What to work on ▸
1. Shorten the paragraph in the ATPG article that begins "To compensate for this limitation" into a brief list that keeps its main facts.
2. From the ATPG article, return the passage that opens with the words containing "Chipmakers worldwide consider" and closes with "optimizing test efficiency.", copied word for word.
3. According to the ATPG article, how much can a single RMA cost?

Document segment ▸
Identify early indicators of risk by analyzing timing margin data from within the chip.
Chipmakers worldwide consider Automatic Test Pattern Generation (ATPG) their go-to method for achieving high test coverage in production. ATPG generates test patterns designed to detect faults in the silicon and ensures they are applied effectively using the chip’s Design-for-Test (DFT) infrastructure. This combination enhances fault detection while optimizing test efficiency.
These patterns are injected by Automatic Test Equipment (ATE) into each die during high-volume manufacturing (HVM), enabling solid quality control through large-scale testing of all chips.
ATPG at speed tests are targeted for different kinds of faults (e.g., transition faults, small delay faults) and have earned their spot in the semiconductor testing hall of fame—but what about their limitations? This article explores the risks and remedies of ATPG drawbacks to help you create a robust test program that cuts defects without affecting yield.
If you’re worried about your test patterns letting defects slip through, you’re not alone. Despite its advantages, conventional ATPG may not catch small, latent and marginal defects, while even creating false positives/negatives:
Latent/marginal defects: A threat to product reliability
One of the major concerns is defects that are too subtle for the pass/fail granularity of ATPG results. The marginal performance of such chips is just enough to pass all patterns on ATE, yet they are “walking-wounded” devices.
These issues often escape detection until customers discover them in the field. For example, undetected defects that potentially cause Silent Data Corruption (SDC) might lead to costly post-release issues that jeopardize product reliability and customer trust. They can also cost as much as $50,000 per RMA, not counting lost reputation and resources allocated from other projects to investigate. You can read more about such faults and their remedies in this whitepaper.
Misalignment between ATPG and real-life conditions
Another inherent limitation is the potential misalignment between test patterns and real-world scenarios, raising doubts about whether ATPG truly reflects the conditions a chip will face during lifetime operation.
To compensate for this limitation, chipmakers may tighten test thresholds, but this can lead to two risks. Overly stringent testing (overkill) may generate unrealistic patterns that cause unnecessary failures at ATE, reducing yield without real benefit. On the other hand, insufficiently representative patterns (underkill) may overlook defects that could emerge under actual workloads, leading to field failures.

Records ▸
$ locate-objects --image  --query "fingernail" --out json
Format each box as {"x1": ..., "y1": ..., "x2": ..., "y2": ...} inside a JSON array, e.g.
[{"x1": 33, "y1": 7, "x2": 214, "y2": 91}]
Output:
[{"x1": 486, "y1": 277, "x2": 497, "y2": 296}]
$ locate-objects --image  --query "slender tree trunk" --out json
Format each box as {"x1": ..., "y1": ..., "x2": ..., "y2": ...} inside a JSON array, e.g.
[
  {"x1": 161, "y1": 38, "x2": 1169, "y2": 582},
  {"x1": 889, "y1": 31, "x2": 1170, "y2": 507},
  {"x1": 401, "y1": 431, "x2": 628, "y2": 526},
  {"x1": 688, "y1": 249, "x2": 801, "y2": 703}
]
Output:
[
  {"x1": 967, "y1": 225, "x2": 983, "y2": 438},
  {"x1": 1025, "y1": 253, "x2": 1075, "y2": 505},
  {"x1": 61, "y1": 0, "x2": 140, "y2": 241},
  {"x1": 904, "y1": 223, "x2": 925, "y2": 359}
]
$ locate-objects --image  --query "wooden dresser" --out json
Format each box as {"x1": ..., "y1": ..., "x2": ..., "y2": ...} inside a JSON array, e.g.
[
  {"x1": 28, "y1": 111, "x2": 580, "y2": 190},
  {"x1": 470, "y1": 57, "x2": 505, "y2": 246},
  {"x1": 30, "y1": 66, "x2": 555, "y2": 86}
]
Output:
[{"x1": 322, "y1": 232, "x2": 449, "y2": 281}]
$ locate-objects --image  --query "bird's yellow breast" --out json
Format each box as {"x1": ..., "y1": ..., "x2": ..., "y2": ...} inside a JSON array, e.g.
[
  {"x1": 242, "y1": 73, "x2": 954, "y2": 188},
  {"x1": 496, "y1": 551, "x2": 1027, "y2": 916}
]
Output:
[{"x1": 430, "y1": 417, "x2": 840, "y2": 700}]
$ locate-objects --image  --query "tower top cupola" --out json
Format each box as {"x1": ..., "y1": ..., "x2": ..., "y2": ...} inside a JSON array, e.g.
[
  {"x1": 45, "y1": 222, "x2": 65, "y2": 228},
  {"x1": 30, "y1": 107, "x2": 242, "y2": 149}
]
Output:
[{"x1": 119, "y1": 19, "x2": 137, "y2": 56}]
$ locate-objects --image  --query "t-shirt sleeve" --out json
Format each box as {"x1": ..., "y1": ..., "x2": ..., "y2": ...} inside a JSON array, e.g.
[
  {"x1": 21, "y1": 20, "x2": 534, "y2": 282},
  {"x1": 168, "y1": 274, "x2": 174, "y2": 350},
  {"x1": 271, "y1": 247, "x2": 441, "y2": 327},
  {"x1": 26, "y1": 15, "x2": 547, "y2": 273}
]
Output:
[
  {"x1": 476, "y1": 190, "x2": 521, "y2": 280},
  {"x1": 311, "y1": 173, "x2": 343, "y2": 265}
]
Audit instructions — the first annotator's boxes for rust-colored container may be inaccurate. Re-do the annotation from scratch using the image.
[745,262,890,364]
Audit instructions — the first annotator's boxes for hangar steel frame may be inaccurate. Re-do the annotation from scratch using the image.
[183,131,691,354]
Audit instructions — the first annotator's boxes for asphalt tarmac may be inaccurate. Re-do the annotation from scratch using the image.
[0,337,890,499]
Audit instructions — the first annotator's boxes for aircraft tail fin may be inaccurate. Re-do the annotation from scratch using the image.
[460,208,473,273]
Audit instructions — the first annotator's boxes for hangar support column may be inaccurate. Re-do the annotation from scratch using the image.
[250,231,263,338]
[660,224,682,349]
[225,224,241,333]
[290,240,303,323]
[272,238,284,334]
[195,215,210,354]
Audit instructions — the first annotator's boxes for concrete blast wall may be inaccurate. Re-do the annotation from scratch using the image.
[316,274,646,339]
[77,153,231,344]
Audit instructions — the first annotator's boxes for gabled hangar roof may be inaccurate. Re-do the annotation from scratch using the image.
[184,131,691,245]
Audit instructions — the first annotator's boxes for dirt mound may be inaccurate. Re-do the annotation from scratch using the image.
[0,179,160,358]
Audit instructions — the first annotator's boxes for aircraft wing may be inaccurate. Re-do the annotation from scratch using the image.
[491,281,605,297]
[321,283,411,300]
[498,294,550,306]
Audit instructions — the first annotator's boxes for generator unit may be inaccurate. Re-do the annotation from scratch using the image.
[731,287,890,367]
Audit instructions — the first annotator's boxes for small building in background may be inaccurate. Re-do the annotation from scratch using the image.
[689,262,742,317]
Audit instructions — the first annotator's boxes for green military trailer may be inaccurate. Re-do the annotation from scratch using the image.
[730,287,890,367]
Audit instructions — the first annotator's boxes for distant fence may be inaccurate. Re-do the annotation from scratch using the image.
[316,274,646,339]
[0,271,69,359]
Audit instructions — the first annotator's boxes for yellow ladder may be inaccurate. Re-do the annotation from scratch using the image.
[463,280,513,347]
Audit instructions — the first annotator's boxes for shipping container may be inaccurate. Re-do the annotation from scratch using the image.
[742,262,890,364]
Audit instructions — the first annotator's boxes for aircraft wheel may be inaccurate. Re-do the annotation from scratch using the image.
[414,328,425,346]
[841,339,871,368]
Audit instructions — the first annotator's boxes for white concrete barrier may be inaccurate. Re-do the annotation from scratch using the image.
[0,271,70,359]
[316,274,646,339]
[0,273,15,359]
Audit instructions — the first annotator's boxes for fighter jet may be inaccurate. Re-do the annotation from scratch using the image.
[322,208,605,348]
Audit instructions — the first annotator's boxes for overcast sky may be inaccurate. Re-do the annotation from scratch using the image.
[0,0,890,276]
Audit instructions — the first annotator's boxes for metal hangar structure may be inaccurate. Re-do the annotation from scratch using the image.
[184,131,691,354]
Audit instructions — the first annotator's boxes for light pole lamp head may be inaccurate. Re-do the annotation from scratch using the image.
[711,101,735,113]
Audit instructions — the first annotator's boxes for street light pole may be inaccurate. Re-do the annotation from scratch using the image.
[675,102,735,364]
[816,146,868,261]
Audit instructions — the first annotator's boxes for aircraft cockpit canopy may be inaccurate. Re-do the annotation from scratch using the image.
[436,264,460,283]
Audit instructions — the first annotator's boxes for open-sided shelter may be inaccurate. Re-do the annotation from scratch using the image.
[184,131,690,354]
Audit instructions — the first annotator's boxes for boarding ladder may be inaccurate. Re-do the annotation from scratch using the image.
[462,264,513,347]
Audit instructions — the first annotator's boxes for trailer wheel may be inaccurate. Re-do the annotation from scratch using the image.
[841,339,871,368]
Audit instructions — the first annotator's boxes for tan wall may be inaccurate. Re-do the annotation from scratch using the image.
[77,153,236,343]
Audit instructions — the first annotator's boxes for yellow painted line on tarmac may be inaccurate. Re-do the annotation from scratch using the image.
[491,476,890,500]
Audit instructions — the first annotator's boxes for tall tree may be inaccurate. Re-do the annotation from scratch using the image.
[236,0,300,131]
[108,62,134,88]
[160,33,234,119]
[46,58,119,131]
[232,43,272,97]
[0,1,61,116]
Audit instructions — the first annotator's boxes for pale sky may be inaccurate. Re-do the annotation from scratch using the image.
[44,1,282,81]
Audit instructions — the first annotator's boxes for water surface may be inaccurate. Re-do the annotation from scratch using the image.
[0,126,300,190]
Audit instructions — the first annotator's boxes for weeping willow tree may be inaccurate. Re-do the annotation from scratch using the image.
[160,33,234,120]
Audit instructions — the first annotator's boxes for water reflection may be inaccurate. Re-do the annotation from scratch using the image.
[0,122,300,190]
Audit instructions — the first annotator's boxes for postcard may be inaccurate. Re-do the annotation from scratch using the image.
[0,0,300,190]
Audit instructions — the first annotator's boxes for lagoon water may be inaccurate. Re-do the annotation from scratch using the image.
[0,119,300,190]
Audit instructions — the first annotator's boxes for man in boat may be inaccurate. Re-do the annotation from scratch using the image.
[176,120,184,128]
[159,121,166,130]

Responses to the tasks ▸
1.
- Chipmakers may tighten test thresholds to make up for the gap between test patterns and real-world conditions, but this carries two risks.
- Overkill: overly stringent testing may create unrealistic patterns that cause needless failures at ATE and lower yield without real benefit.
- Underkill: patterns that are not representative enough may miss defects that could appear under actual workloads, which leads to field failures.

2.
Chipmakers worldwide consider Automatic Test Pattern Generation (ATPG) their go-to method for achieving high test coverage in production. ATPG generates test patterns designed to detect faults in the silicon and ensures they are applied effectively using the chip’s Design-for-Test (DFT) infrastructure. This combination enhances fault detection while optimizing test efficiency.

3. As much as $50,000 per RMA, not counting lost reputation and the resources pulled from other projects to investigate.